Excerpts from a detection dataset:

>>>

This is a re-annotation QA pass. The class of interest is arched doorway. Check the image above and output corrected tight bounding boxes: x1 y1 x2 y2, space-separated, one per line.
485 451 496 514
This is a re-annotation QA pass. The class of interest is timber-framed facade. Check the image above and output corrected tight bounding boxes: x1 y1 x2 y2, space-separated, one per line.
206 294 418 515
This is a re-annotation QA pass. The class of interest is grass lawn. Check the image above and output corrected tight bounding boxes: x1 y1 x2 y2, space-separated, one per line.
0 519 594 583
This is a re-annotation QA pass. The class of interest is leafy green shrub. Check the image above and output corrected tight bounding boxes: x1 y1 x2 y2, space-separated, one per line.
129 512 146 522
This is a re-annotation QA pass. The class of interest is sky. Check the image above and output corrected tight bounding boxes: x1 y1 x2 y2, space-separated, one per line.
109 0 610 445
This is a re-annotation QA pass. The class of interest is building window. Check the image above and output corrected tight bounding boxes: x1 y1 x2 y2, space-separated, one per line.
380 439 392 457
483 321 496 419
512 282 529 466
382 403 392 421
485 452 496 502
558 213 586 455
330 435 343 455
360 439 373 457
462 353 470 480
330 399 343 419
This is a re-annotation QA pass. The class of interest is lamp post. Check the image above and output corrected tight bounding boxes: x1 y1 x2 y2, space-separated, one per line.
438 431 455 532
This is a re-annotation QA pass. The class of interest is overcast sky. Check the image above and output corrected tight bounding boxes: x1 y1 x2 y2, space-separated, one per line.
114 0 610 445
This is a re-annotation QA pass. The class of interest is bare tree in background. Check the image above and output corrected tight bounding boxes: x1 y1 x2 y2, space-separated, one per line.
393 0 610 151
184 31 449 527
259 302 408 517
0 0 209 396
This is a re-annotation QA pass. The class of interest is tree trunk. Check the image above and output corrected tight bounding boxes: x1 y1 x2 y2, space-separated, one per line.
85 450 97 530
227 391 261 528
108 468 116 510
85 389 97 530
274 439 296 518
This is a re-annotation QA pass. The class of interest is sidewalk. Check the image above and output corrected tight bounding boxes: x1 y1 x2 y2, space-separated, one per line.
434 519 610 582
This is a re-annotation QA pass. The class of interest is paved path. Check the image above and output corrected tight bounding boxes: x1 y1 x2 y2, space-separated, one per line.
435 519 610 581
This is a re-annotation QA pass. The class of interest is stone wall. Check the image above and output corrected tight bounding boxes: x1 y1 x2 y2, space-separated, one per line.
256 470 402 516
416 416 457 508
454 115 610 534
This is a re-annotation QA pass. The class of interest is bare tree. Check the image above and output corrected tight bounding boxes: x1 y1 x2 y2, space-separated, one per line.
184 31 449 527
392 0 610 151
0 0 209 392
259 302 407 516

<<<

#### INSTRUCTIONS FOR THE TASK:
Rewrite every one of the records above, substituting "quality review pass" for "re-annotation QA pass" wherever it occurs and leaving everything else unchanged.

#### REPLY TO THE TASK:
This is a quality review pass. The class of interest is arched doorway. Check the image above and output corrected tight bounding boxes: x1 y1 x2 y2, space-separated, one per line.
485 451 496 514
This is a quality review pass. The class of interest is timber-framed facade. Check the image above and output corrected tight bounding boxes: x1 y1 x2 y2, space-separated, one per line.
206 294 418 515
This is a quality review pass. The class of interest is grass lawn. Check the image above and output corrected tight bounding boxes: x1 y1 x2 y2, space-separated, one per line.
0 519 594 583
This is a quality review pass. The class of interest is leafy green shrub. Check the image above and output corrected tight bounding boxes: x1 y1 x2 y2, space-separated, one per line.
129 512 146 522
This is a quality review pass. The class of interest is sky. Check the image above and output corrected tight bounding boxes: x1 y1 x2 y2, space-separated, one per line.
109 0 610 445
This is a quality review pass. The class of interest is building window. Check the image above and output corrected tight bounding boxes: x1 y1 x2 y2, space-separated, one per line.
380 439 392 457
483 321 496 419
512 282 529 466
382 403 392 421
485 452 496 502
558 213 586 455
330 435 343 455
360 439 373 457
462 353 470 480
330 399 343 419
This is a quality review pass. The class of interest is lamp post. Check the image above and output corrected tight bounding boxes: x1 y1 x2 y2, space-separated, one per line.
438 431 455 532
This is a quality review pass. The class of interest is overcast sky. Check the image above and output corrected tight bounding boxes: x1 y1 x2 y2, space-separated, one per line.
114 0 610 445
This is a quality review pass. The class of interest is bare tree in background. Check the image above and output corrected tight bounding boxes: x1 y1 x2 y2, space-separated, one per line.
393 0 610 151
184 31 449 527
259 302 408 517
0 0 209 396
This is a quality review pass. The class of interest is tree trunk. Check the image above and output corrected tight bounding boxes: x1 y1 x2 y2, space-separated, one per line.
85 450 97 530
227 391 261 528
108 468 116 510
85 389 97 530
274 439 296 518
This is a quality review pass. The class of interest is sidewalk. Check the image above and output corrected tight bounding boxes: x1 y1 x2 y2, space-separated, one per line.
434 519 610 582
This is a quality review pass. The class of interest is paved path. Check the image above and output corrected tight bounding boxes: x1 y1 x2 y2, space-separated, one per line.
435 519 610 581
This is a quality review pass. The class of interest is stone wall. Check the image above and output corrected tight bounding boxes: x1 y1 x2 y2, space-separated, one per line.
256 470 402 516
416 416 457 508
454 115 610 534
This is a quality review pass. The class of interest is bare tree. Check the image above and output corrected tight bounding boxes: x1 y1 x2 y2, space-separated, one per line.
184 31 449 527
392 0 610 151
0 0 209 392
259 302 407 516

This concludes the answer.